The cards are illustrated with historical engravings – in part to circumvent issues of copyright, but also to steer away from the aesthetics of “shiny earnest futures nonsense,” stripped of friction and seams.
The dealer selects a location and a year. Dealt a hand of three cards, players are tasked with constructing a story which shows how these themes cross-cut, amplify, undercut, and co-exist in that round’s setting, with time on the clock to spin their tale. The most compelling, entertaining, or desirable offering – as determined by the other players – wins.
Spectacular and emerging technologies often draw light and noise, thrown up on travelling billboards as icons of innovation policy, with promises of bright futures used to marshal investment. We wanted to encourage a whole-systems approach, drawing out discussions about the cross-implications of emerging trends and issues. How might the rise of a cashless society interact with pervasive augmented reality, as overseen by increasingly super-national government bodies?
In one round, players were asked to consider 2020 Capetown. Having drawn Secessionism, Embedded Sensors, and a mooted New New Deal, one player described a city in which new rounds of public investment had been funded by the state selling swathes of their citizens’ personal, sensor-collected data to private bodies. In order to regain control, citizens defected from the state to become individual micro-sovereigns, thereby regaining access of their own data.
By forcing the collision of economic, political, social, and environmental factors with technological subjects, players have to consider how different forces can magnify and mitigate each other. Including time and location draws out further discussion on what can happen over five, ten, or fifty years; how the presence of, say, Radical Transparency and Modular Nuclear Reactors may play out differently in Shenzhen, Jaipur, or Newcastle-upon-Tyne.
Rather than a clean linear pathway into some shiny future – in which, too often, forms of social and political life seem stolid and unchanging, a status quo society as scaffold for fantastic new technologies – Futures Poker draws out the complexities, frictions, and contexts of the interlocking socio-technical systems from which futures emerge.

***

To-do list:
a – In the Futures Poker passage, who decides which story wins a round?
b – Please copy word for word the stretch of the Futures Poker passage from "The cards are" through "friction and seams.".

Given records:
***

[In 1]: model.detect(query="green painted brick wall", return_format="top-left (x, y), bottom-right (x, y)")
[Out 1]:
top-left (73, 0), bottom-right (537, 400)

***

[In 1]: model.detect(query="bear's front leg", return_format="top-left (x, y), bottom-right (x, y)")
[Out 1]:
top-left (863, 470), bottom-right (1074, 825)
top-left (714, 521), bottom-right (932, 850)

***

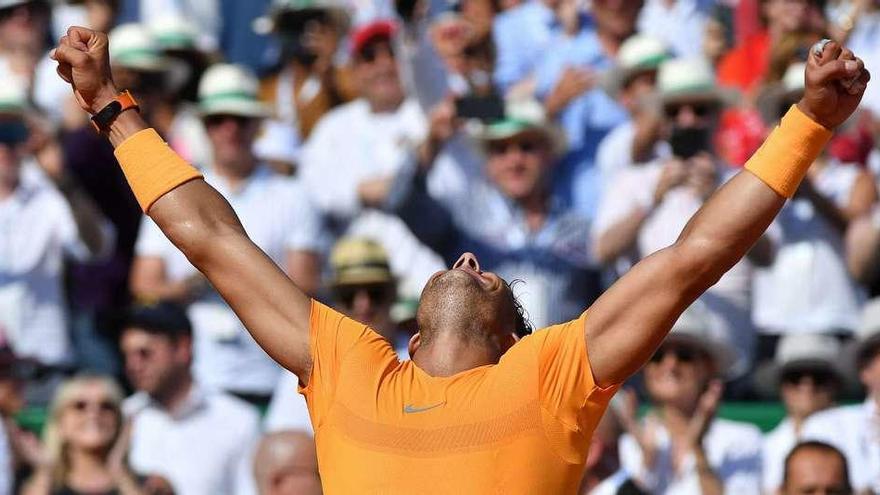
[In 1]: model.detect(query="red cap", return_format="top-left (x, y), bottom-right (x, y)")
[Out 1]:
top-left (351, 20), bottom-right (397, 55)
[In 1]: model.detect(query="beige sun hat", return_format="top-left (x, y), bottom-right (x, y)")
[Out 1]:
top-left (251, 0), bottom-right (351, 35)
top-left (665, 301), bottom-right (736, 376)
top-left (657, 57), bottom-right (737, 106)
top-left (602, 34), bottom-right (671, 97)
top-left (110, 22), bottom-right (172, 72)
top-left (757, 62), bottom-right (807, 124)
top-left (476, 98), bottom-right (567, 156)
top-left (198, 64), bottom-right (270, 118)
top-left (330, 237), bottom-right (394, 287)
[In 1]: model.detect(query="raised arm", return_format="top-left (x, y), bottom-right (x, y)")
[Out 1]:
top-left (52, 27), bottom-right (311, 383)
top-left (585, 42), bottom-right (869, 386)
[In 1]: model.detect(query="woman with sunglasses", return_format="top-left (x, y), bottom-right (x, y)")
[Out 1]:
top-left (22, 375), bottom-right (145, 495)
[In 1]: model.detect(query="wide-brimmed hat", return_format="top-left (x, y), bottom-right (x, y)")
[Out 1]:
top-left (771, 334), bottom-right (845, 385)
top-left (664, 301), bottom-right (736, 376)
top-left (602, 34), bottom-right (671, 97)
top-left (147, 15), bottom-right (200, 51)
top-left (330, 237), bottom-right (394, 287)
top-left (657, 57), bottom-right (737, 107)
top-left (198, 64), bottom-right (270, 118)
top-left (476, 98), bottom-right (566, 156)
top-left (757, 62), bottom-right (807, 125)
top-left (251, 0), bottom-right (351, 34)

***

The responses:
a – The other players.

b –
The cards are illustrated with historical engravings – in part to circumvent issues of copyright, but also to steer away from the aesthetics of “shiny earnest futures nonsense,” stripped of friction and seams.